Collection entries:
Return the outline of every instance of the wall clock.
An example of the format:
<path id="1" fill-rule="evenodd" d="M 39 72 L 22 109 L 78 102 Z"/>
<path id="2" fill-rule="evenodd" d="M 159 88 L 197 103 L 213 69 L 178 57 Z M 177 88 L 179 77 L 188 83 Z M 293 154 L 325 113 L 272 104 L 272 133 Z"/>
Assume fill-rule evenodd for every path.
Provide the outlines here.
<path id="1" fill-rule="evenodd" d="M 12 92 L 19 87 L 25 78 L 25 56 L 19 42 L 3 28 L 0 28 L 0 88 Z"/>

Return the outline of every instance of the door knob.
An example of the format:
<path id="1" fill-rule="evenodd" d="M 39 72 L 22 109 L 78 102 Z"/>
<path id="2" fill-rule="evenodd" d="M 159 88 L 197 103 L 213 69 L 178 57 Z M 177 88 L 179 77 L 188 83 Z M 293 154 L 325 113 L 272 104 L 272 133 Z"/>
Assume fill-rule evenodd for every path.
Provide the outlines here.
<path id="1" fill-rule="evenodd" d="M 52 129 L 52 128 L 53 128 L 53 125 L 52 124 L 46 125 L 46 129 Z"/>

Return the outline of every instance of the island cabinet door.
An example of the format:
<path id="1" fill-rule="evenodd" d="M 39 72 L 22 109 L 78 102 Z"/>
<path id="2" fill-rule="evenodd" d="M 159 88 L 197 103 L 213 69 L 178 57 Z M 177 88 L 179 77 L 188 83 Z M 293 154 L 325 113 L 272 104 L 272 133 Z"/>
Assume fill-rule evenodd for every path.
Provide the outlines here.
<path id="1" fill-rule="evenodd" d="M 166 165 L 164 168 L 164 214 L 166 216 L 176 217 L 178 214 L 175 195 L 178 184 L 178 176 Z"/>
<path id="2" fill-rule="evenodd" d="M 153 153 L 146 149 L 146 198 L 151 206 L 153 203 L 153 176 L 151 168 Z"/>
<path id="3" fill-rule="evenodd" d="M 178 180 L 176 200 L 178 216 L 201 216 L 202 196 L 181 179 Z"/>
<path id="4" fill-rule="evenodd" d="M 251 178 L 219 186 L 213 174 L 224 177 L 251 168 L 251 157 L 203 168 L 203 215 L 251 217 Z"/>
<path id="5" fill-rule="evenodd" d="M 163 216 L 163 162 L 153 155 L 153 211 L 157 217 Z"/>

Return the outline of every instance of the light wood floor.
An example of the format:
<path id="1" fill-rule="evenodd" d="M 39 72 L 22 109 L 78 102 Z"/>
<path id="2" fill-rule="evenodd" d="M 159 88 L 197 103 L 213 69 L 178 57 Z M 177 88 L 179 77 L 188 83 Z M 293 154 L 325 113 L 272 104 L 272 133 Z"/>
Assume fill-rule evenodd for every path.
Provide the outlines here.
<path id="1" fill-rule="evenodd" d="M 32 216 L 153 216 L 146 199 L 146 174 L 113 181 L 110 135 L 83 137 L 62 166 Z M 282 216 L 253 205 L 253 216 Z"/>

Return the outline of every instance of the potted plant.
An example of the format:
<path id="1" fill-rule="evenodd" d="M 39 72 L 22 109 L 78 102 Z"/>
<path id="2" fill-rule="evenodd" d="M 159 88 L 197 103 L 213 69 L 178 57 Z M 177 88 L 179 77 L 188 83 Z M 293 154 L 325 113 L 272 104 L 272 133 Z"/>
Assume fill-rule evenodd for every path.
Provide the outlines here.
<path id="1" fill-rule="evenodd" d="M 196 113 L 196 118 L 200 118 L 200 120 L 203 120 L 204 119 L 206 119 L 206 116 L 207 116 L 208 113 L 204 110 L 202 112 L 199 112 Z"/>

Given exercise
Edit every one of the entries above by replacing "Provide the outlines here." with "List the outlines below." wherever it occurs. Leave all other text unchanged.

Worked solution
Return the outline of every instance of the wall clock.
An example of the format:
<path id="1" fill-rule="evenodd" d="M 39 72 L 22 109 L 78 102 Z"/>
<path id="2" fill-rule="evenodd" d="M 159 88 L 197 103 L 213 69 L 178 57 Z M 177 88 L 179 77 L 188 83 Z M 293 154 L 325 113 L 272 104 L 272 133 Z"/>
Assume fill-rule evenodd for every path.
List the outlines below.
<path id="1" fill-rule="evenodd" d="M 12 92 L 19 87 L 25 78 L 25 56 L 19 42 L 3 28 L 0 28 L 0 88 Z"/>

Return the outline of every instance of the door knob.
An example of the format:
<path id="1" fill-rule="evenodd" d="M 39 72 L 22 109 L 78 102 Z"/>
<path id="2" fill-rule="evenodd" d="M 159 88 L 197 103 L 213 69 L 178 57 Z M 177 88 L 179 77 L 188 83 Z M 293 154 L 325 113 L 272 104 L 272 133 Z"/>
Assume fill-rule evenodd for every path.
List the outlines below.
<path id="1" fill-rule="evenodd" d="M 52 129 L 52 128 L 53 128 L 53 125 L 52 124 L 46 125 L 46 129 Z"/>

Return the outline of every instance of the island cabinet door.
An example of the format:
<path id="1" fill-rule="evenodd" d="M 39 72 L 22 109 L 78 102 Z"/>
<path id="2" fill-rule="evenodd" d="M 159 88 L 197 103 L 213 69 L 178 57 Z M 177 88 L 179 77 L 188 83 Z M 293 154 L 325 113 L 272 104 L 272 133 Z"/>
Assume fill-rule evenodd for every path.
List the outlines below.
<path id="1" fill-rule="evenodd" d="M 166 165 L 164 168 L 164 214 L 166 216 L 176 217 L 178 214 L 175 195 L 178 184 L 178 176 Z"/>
<path id="2" fill-rule="evenodd" d="M 153 153 L 146 149 L 146 198 L 151 206 L 153 203 L 153 176 L 151 168 Z"/>
<path id="3" fill-rule="evenodd" d="M 178 180 L 176 200 L 178 216 L 201 216 L 202 196 L 181 179 Z"/>
<path id="4" fill-rule="evenodd" d="M 251 178 L 219 186 L 213 174 L 224 177 L 251 168 L 251 157 L 203 168 L 203 215 L 251 217 Z"/>
<path id="5" fill-rule="evenodd" d="M 163 216 L 163 162 L 153 155 L 153 211 L 157 217 Z"/>

Return the outline of every instance of the light wood floor.
An example of the format:
<path id="1" fill-rule="evenodd" d="M 39 72 L 22 109 L 78 102 Z"/>
<path id="2" fill-rule="evenodd" d="M 159 88 L 197 103 L 213 69 L 178 57 Z M 177 88 L 179 77 L 188 83 Z M 293 154 L 325 113 L 272 104 L 272 133 Z"/>
Assume fill-rule evenodd for every path.
List the outlines below.
<path id="1" fill-rule="evenodd" d="M 32 216 L 153 216 L 146 199 L 146 174 L 113 181 L 110 135 L 83 137 L 62 166 Z M 282 216 L 253 205 L 253 216 Z"/>

Return the outline of every instance of the potted plant.
An example of the format:
<path id="1" fill-rule="evenodd" d="M 39 72 L 22 109 L 78 102 Z"/>
<path id="2" fill-rule="evenodd" d="M 159 88 L 197 103 L 213 69 L 178 57 Z M 177 88 L 179 77 L 188 83 Z M 293 154 L 325 113 L 272 104 L 272 133 Z"/>
Assume fill-rule evenodd for every path.
List the outlines below.
<path id="1" fill-rule="evenodd" d="M 196 113 L 196 118 L 200 118 L 200 120 L 203 120 L 204 119 L 206 119 L 206 116 L 207 116 L 208 113 L 204 110 L 202 112 L 199 112 Z"/>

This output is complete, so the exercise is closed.